YOUR TASK: Give the records again, word for word.
——————
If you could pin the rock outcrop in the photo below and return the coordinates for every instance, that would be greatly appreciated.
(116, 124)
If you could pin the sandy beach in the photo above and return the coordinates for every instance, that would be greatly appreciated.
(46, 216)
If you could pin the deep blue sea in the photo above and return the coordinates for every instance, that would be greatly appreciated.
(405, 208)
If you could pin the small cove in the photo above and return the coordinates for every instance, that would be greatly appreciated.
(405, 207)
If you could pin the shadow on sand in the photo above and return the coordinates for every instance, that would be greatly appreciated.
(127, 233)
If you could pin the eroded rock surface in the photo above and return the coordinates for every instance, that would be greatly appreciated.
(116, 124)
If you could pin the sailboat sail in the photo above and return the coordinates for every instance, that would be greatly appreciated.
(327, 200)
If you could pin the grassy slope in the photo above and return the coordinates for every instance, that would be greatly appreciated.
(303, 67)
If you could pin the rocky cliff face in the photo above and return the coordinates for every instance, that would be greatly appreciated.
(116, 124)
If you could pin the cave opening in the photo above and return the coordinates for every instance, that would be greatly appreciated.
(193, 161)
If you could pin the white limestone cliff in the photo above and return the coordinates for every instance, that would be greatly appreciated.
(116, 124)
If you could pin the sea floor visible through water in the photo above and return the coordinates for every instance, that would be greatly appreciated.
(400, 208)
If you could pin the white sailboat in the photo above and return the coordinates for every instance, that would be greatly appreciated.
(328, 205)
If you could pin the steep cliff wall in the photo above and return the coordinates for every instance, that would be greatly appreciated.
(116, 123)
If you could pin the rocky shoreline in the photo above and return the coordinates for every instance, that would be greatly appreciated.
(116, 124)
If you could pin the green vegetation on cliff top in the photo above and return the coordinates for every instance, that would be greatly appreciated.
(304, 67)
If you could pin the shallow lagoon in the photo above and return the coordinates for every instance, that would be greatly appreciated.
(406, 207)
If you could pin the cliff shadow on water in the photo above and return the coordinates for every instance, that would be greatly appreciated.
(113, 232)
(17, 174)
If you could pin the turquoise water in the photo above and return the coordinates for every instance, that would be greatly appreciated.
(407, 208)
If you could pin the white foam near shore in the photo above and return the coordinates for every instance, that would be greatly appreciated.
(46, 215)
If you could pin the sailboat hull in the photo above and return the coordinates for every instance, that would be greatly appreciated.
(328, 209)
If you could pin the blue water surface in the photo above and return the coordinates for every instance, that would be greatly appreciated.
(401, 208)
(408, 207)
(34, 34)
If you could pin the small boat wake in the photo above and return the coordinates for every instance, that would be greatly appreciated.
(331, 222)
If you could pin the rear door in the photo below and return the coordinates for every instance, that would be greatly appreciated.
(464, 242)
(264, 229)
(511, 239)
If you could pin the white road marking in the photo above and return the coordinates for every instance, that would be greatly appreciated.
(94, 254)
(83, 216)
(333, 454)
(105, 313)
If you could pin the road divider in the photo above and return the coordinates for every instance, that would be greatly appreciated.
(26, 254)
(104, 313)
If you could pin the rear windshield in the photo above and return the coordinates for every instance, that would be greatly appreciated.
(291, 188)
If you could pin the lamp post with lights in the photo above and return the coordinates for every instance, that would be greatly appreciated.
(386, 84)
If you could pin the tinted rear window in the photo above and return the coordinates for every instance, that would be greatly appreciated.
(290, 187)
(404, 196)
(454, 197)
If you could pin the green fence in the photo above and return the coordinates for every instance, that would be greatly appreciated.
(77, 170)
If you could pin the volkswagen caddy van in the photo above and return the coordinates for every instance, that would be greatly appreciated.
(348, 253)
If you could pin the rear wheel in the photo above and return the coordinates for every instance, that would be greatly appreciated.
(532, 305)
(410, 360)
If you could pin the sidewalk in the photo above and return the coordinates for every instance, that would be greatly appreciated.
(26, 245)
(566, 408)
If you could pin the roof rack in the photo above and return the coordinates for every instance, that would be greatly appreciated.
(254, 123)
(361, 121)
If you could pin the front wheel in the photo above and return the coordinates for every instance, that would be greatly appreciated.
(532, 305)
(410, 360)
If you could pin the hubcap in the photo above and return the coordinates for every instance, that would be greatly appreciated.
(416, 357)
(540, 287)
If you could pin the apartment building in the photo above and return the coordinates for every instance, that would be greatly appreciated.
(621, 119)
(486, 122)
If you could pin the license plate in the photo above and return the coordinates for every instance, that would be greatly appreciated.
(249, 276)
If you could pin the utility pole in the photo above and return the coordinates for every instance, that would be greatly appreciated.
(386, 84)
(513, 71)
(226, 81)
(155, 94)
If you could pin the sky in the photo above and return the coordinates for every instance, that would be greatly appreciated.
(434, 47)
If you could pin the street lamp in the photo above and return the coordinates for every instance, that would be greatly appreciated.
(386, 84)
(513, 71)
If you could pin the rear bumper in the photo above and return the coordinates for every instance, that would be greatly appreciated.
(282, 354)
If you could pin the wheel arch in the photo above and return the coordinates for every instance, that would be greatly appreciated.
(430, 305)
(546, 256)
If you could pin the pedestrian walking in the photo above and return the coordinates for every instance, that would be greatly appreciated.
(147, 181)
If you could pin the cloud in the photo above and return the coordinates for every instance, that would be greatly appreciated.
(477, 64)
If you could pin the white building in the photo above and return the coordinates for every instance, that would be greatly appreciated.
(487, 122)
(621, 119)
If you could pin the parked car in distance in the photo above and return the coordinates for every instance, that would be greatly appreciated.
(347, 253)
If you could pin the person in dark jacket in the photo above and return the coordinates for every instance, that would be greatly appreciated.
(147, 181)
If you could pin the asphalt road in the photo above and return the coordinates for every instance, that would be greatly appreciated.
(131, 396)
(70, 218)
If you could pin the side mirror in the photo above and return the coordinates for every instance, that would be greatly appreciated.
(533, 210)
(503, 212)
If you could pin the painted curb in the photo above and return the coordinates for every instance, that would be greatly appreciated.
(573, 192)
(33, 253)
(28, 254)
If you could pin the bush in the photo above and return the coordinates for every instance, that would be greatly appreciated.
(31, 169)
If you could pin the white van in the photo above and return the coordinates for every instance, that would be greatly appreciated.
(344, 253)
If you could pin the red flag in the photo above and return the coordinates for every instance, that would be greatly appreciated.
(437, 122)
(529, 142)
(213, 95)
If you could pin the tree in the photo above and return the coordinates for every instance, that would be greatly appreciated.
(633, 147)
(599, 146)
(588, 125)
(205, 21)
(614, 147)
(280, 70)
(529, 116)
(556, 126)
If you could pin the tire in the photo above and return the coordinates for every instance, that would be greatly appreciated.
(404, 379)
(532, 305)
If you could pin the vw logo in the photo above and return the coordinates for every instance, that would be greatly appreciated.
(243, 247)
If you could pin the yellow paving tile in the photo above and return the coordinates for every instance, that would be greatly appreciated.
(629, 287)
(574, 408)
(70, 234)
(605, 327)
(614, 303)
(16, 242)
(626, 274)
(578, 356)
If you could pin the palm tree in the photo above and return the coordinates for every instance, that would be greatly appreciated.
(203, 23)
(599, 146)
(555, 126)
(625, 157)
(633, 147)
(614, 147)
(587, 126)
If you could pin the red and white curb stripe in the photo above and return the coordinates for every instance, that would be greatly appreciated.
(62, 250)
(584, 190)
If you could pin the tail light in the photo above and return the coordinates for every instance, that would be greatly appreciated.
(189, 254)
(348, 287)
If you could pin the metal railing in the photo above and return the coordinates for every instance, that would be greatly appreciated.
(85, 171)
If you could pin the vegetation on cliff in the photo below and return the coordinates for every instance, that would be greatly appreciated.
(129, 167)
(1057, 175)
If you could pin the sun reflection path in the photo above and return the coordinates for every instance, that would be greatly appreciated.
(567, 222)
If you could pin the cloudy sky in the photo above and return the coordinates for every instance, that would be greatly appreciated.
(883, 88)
——————
TASK OUTPUT:
If you could pin the rock outcrop in the photo below and return the coordinates for every instance, that would be greatly appreciated.
(116, 124)
If you could pin the sandy beach in the photo above and return the coordinates for every instance, that would be greatly appreciated.
(46, 216)
If you could pin the deep blue sea in the photo above and return the coordinates for every instance, that would be greatly appreciated.
(405, 208)
If you could pin the small cove in the photo above and return the coordinates for every instance, that would be greatly appreciated.
(405, 207)
If you could pin the shadow on sand in the photo above and return the coordinates for every instance, that would be greatly appreciated.
(127, 233)
If you could pin the eroded rock surface in the photo above and return the coordinates for every instance, that would be greatly appreciated.
(116, 124)
If you could pin the sailboat sail in the photo above and return the coordinates for every instance, that would be greatly appreciated.
(327, 200)
If you could pin the grassy slope in the photo above and return the coordinates for every instance, that would be greatly appreciated.
(303, 67)
If you could pin the rocky cliff face in the photo above and return the coordinates for every instance, that would be greatly appreciated.
(116, 124)
If you could pin the cave opening in the photo above and return the coordinates for every instance, that would be greatly appreciated.
(193, 161)
If you could pin the white limestone cliff in the photo above and return the coordinates for every instance, that would be greatly appreciated.
(116, 124)
If you could pin the sea floor visible through water in the photo above and return the coordinates for every instance, that would be greatly appreciated.
(400, 208)
If you could pin the white sailboat in the photo above and return the coordinates for every instance, that would be greatly appreciated.
(328, 205)
If you could pin the steep cliff wall in the photo above and return the coordinates for every instance, that would be greatly appreciated.
(116, 123)
If you could pin the rocky shoreline in the photo above and return the coordinates for every instance, that would be greatly appreciated.
(116, 124)
If you could pin the green vegetation on cliff top in the photo above and return the coordinates for every instance, that would be greatly appreciated.
(304, 67)
If you could pin the shallow lagoon in the photo above and return the coordinates for every instance, that would be greatly appreciated.
(406, 207)
If you could pin the cliff shadow on water in the photo above and return the coordinates for every instance, that would be greatly appreciated.
(113, 232)
(17, 174)
If you could pin the turquoise water in the photo above and return the coordinates for every instance, that would be greatly appreciated.
(407, 208)
If you could pin the white foam near shore in the photo above and return the coordinates for every instance, that would be greatly appreciated.
(46, 215)
If you could pin the sailboat hull in the photo above and return the coordinates for every instance, that would be greatly appreciated.
(328, 209)
If you could pin the blue water surface in the photo above and return the coordinates for every instance, that would be greatly appreciated.
(401, 208)
(408, 207)
(34, 34)
If you could pin the small boat wake in the photo above and return the coordinates for every instance, that would be greatly appreciated.
(331, 222)
If you could pin the rear door in the photo below and return the coordinates for every instance, that would be greatly appreciated.
(464, 242)
(264, 229)
(511, 239)
If you could pin the white road marking in the photo above and return the coordinates for every instance, that would be greatly appreciated.
(94, 254)
(83, 216)
(333, 454)
(105, 313)
If you could pin the road divider in the photo above and return the coordinates for every instance, that would be greatly appreciated.
(26, 254)
(104, 313)
If you could pin the rear windshield in the photo above and return the coordinates for every instance, that would be greatly appreciated.
(291, 188)
If you could pin the lamp post with lights in the photo above and return the coordinates for every instance, that would be greatly appreciated.
(386, 84)
If you could pin the tinted rear window in the photo above and return the coordinates for every instance, that would be greatly appreciated.
(290, 187)
(404, 196)
(454, 197)
If you could pin the green fence in the photo above and return the coordinates for every instance, that would be greatly appreciated.
(77, 170)
If you could pin the volkswagen caddy van in the photo above and return the coordinates for every instance, that would be greatly appreciated.
(348, 253)
If you could pin the rear wheel in the photo above and return the coordinates for every instance, that would be greatly appreciated.
(532, 305)
(410, 360)
If you could pin the sidewalk in the photo above and return the coordinates for every instance, that would be greatly appreciated.
(26, 245)
(566, 408)
If you could pin the roof rack in the photo above and return the coordinates for every instance, that would be greatly appreciated.
(254, 123)
(361, 121)
If you could pin the front wheel in the photo above and return the coordinates for every instance, that would be greatly appreciated.
(532, 305)
(410, 360)
If you could pin the hubcap in the photo above and return the coordinates for every instance, that would be greatly appreciated.
(416, 357)
(540, 287)
If you could pin the apartment building in the photo above and return the coordinates for every instance, that would be greatly appreciated.
(621, 119)
(486, 122)
If you could pin the license plate in the photo above and return the coordinates for every instance, that would be greatly appreciated.
(249, 276)
If you could pin the utility pole in the photo above and return the coordinates for every instance, that would be greatly appreciated.
(386, 84)
(513, 71)
(226, 81)
(155, 94)
If you could pin the sky in the photo above and return the coordinates for every instance, that would be greatly appreciated.
(434, 47)
If you could pin the street lamp in the photo above and return the coordinates for every instance, that would be greatly appreciated.
(386, 84)
(513, 71)
If you could pin the rear bumper in the photo above and return the coordinates for every instance, that would be greatly appreciated.
(282, 354)
If you could pin the wheel arch in the photo above and return the coordinates for every instance, that would be greatly appreciated.
(430, 305)
(546, 256)
If you could pin the pedestrian walking in the photo above and return the coordinates for every instance, that would be greatly appreciated.
(147, 181)
If you could pin the cloud in the photo above and return the coordinates for every instance, that would be greatly appreciated.
(477, 64)
If you could pin the white building in the photo above and return the coordinates for every instance, that would be greatly appreciated.
(487, 122)
(621, 119)
If you could pin the parked car in distance in the photo above and return the coordinates for every instance, that would be greatly appreciated.
(347, 253)
If you could pin the person in dark jacket in the photo above and return the coordinates for every instance, that would be greatly appreciated.
(147, 181)
If you could pin the asphalt road in the photo above and return the coordinates for every instance, that would be greatly appreciated.
(131, 396)
(70, 218)
If you could pin the side mirror in the photo above and return the coordinates for every instance, that would be greatly appreciated.
(533, 210)
(503, 212)
If you could pin the painted curb in the photo above and return the coordinates for every instance, that would be greatly appreciated.
(573, 192)
(33, 253)
(28, 254)
If you could pin the bush in the photo above and return the coordinates for every instance, that would be greatly appreciated.
(31, 169)
If you could pin the white van in the photo above and return the coordinates for every instance, that would be greatly appreciated.
(344, 253)
If you could pin the red flag in the photo above and return the coordinates for every instance, that would be greatly appreciated.
(437, 122)
(529, 142)
(213, 95)
If you could pin the tree in the photo above and return the coordinates for every instance, that would be greatly appreciated.
(633, 147)
(599, 146)
(588, 125)
(205, 21)
(614, 147)
(280, 70)
(529, 116)
(556, 126)
If you could pin the tire in the photo above and return the coordinates for every instance, that would be greatly appreciated.
(404, 379)
(532, 305)
If you could pin the vw logo in the photo above and return the coordinates for every instance, that would be greatly appreciated.
(243, 247)
If you could pin the yellow paving tile in the photo above and return the coordinates for every instance, that would be greatly appreciated.
(629, 287)
(574, 408)
(70, 234)
(605, 327)
(614, 303)
(16, 242)
(626, 274)
(578, 356)
If you could pin the palm tree in the photo above and return the coordinates for every instance, that would be greatly appreciated.
(203, 23)
(599, 146)
(555, 126)
(625, 157)
(633, 147)
(614, 147)
(587, 126)
If you could pin the red and white curb stripe in the photo above and return the coordinates for every instance, that would be greatly appreciated.
(62, 250)
(584, 190)
If you could pin the tail light in the photo above and return the coordinates for every instance, that would be greatly appreciated.
(189, 254)
(348, 287)
If you could pin the metal railing in the photo above and return the coordinates for every instance, that would be greatly appreciated.
(85, 171)
If you could pin the vegetation on cliff in the photo below and return the coordinates for every instance, that would be greatly appreciated.
(129, 167)
(1057, 175)
If you could pin the sun reflection path in the photo above and return the coordinates for every instance, that would be greatly appreciated.
(567, 222)
If you could pin the cloudy sky in the photo above and return the coordinates for every instance, that would be greatly appreciated.
(883, 88)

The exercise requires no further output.